◆ EXERCISES TO COMPLETE:
1. In the LS engine article, copy word for word the part that opens with the words containing "The Displacement Curve" and closes with "just for fun.".
2. In the LS engine article, where was the cam sensor moved to on Gen IV engines?
3. Extend the article on GM's LS engines by writing what comes next after its final sentence.

QUOTED PASSAGE section start

GM's V8 LS engine onslaught is now well into 15 years in the making. Along the way, it has evolved much more quickly than its Geritol-eligible cousin, the Gen I small-block Chevy. This LS evolution has brought with it a certain amount of confusion, and we thought it would be a good idea to document how the engine has been revised over the last few years. Car crafters are inveterate tinkerers, which means we can't leave anything alone. A strong, robust 5.3L could probably benefit from a better cam or better heads and a different intake. But at the same time, you have to be careful with what will interchange and what will not. We will be dealing mainly with the most popular of the LS engines, including the LS1, LS2, LS3, and all the affordable iron-block truck engines. While we won't ignore those esoteric engines, such as the dry-sumped LS7 and the wonderful (and expensive) supercharged LS9 and LSA powerplants, we won't spend much time with them either. This also goes for the variable–cam timing and AFM (active fuel management) engines. The goal here is to get into the interchangeability and differences of the most common LS engines. This information will ultimately make it easier for car crafters to bolt these new powerplants into the older machines we love so much.
The Displacement Curve
The LS has come in a bunch of different displacements that allow some fun projects that include boring and stroking, but it's always good to have a reference point from which to start. Let's look at the bore-and-stroke combinations that create the stock displacements. We also threw in a few aftermarket displacement combinations, just for fun.
Gen III Versus Gen IV
With LS engines topping the engine-swaps hit parade, it's important to know what you are buying. The Gen III engines appeared between 1997 and 2005, at which time GM updated the family to Gen IV status based on a few subtle yet significant changes. If you are considering purchasing a used LS engine, it's worth taking the time to learn how to spot a Gen III versus a Gen IV. The most significant change to the Gen IV engine is an internal change to the crankshaft position wheel, which went from a 24x (26 minus 2) to a 58x (60 minus 2) tooth count. The crank sensors also changed at this time and can be identified by color: 24x is black, while the 58x is gray. Perhaps the easiest way to spot a Gen IV engine is by the location of the cam sensor. In early engines, the cam sensor was placed at the back of the engine near the oil-pressure sending unit, while the Gen IV sensor was moved to the driver side of the front timing cover. Another easy way to tell if a stock engine is a Gen IV is by the fuel lines. Gen III engines used a return line, while most Gen IV engines converted to returnless fuel systems (the return line was eliminated). Electronic throttle control (ETC) really isn't a good way to differentiate these engines, as the Corvette was using ETC from the early years.

QUOTED PASSAGE section end
INPUT DATA section start

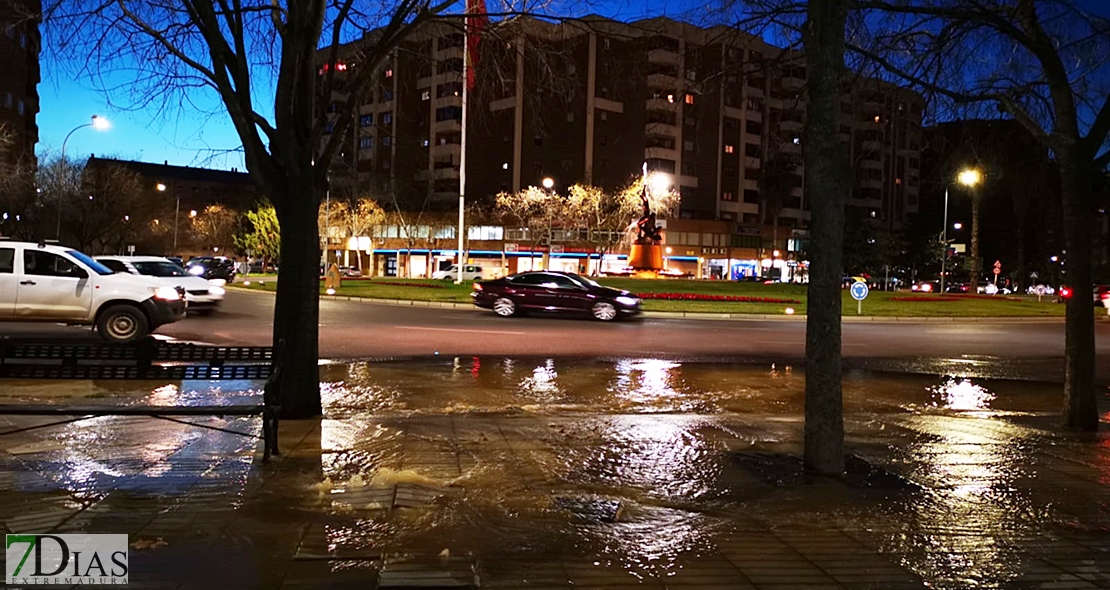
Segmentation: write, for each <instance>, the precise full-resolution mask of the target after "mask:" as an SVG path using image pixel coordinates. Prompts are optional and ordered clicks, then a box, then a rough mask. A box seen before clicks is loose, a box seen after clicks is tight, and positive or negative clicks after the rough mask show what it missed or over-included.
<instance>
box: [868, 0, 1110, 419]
mask: <svg viewBox="0 0 1110 590" xmlns="http://www.w3.org/2000/svg"><path fill="white" fill-rule="evenodd" d="M858 7H859V8H860V9H861V10H864V11H865V13H866V14H868V16H869V17H870V18H871V19H872V20H877V19H878V16H884V17H885V19H884V20H881V21H880V22H879V23H878V26H877V27H876V32H875V33H874V34H872V35H871V38H870V39H869V42H868V43H864V42H861V43H858V44H856V43H854V45H852V48H851V49H852V50H854V51H856V52H857V53H858V54H859V55H861V57H862V58H864V59H866V60H869V61H870V62H872V63H876V64H878V65H879V67H880V68H882V69H884V70H885V71H886V72H887V73H888V74H894V75H897V77H900V78H901V79H904V80H906V81H908V82H909V83H911V84H915V85H916V87H917V88H919V89H922V90H925V91H927V92H929V93H930V94H932V95H934V96H935V98H936V99H937V100H938V101H942V102H944V103H946V104H948V105H949V106H950V108H951V109H953V110H955V111H956V112H957V113H968V112H977V111H979V110H982V109H983V108H985V106H990V108H995V109H997V110H998V111H1000V112H1001V113H1002V114H1003V115H1005V116H1009V118H1012V119H1015V120H1017V121H1018V122H1020V123H1021V124H1022V125H1023V126H1025V128H1026V129H1027V130H1028V131H1029V132H1030V133H1032V134H1033V136H1035V138H1036V139H1037V140H1038V141H1040V142H1042V143H1043V145H1045V146H1046V147H1047V149H1048V150H1050V151H1051V153H1052V155H1053V157H1055V160H1056V162H1057V164H1058V166H1059V170H1060V183H1061V185H1060V189H1061V191H1060V192H1061V204H1062V210H1063V222H1064V223H1063V227H1064V244H1066V250H1067V258H1066V261H1067V262H1066V271H1067V277H1068V278H1067V279H1068V283H1069V284H1070V286H1071V287H1072V288H1073V289H1074V291H1076V292H1077V293H1079V294H1081V295H1083V294H1089V293H1091V288H1092V275H1091V251H1092V246H1093V222H1092V220H1093V218H1094V211H1096V208H1097V207H1096V199H1094V184H1093V182H1094V179H1096V177H1098V175H1099V174H1100V173H1102V172H1103V171H1104V170H1106V167H1107V165H1108V164H1110V149H1108V140H1110V62H1108V61H1107V60H1106V55H1107V54H1108V52H1110V20H1108V19H1107V18H1104V17H1100V16H1097V14H1093V13H1092V12H1090V11H1089V10H1087V9H1084V8H1083V6H1082V4H1081V3H1080V2H1078V1H1076V0H1040V1H1036V0H1010V1H1006V2H982V1H979V0H917V1H909V2H888V1H860V2H859V3H858ZM1067 305H1068V308H1067V319H1066V328H1064V332H1066V346H1064V374H1066V377H1064V396H1063V397H1064V399H1063V416H1064V421H1066V424H1067V425H1068V426H1069V427H1071V428H1077V429H1084V430H1093V429H1097V428H1098V424H1099V417H1098V407H1097V391H1096V386H1094V324H1093V315H1092V314H1093V307H1092V305H1093V302H1092V299H1091V297H1089V296H1077V297H1072V298H1070V299H1069V301H1068V304H1067Z"/></svg>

INPUT DATA section end

◆ ANSWERS TO THE EXERCISES:
1.
The Displacement Curve
The LS has come in a bunch of different displacements that allow some fun projects that include boring and stroking, but it's always good to have a reference point from which to start. Let's look at the bore-and-stroke combinations that create the stock displacements. We also threw in a few aftermarket displacement combinations, just for fun.

2. It was moved to the driver side of the front timing cover.

3.
Displacement Switcheroo
The single most popular version of the GM LS engine is the iron-block 5.3L engine. As this engine was built in a dizzying variety of RPO versions, we have yet to find a quick way to differentiate the smaller 4.8L truck engine from its larger 5.3L sibling once the engine is removed from its parent vehicle. Both truck engines feature a 4.8L/5.3L casting mark in the front of the block that distinguishes them from their larger 6.0L cousins. However, the only way we've found to determine if an engine is actually a 5.3L version is to remove one cylinder head and measure the stroke. As you can see from our included bore-and-stroke chart (top of page), both the 4.8 and 5.3 use the same 3.78-inch bore, with the smaller engine featuring a shorter stroke. If the motor measures a 3.62-inch stroke, you have a 5.3L engine. If the stroke comes up shorter at 3.26 inches, the motor is a lowly 4.8L.
It's also important to note that GM built some aluminum-block 5.3L engines that if reconfigured with an F-car intake and accessory drive could be mistaken for an LS1 or even an LS6. Keep this in mind when shopping for used LS engines. It's a jungle out there.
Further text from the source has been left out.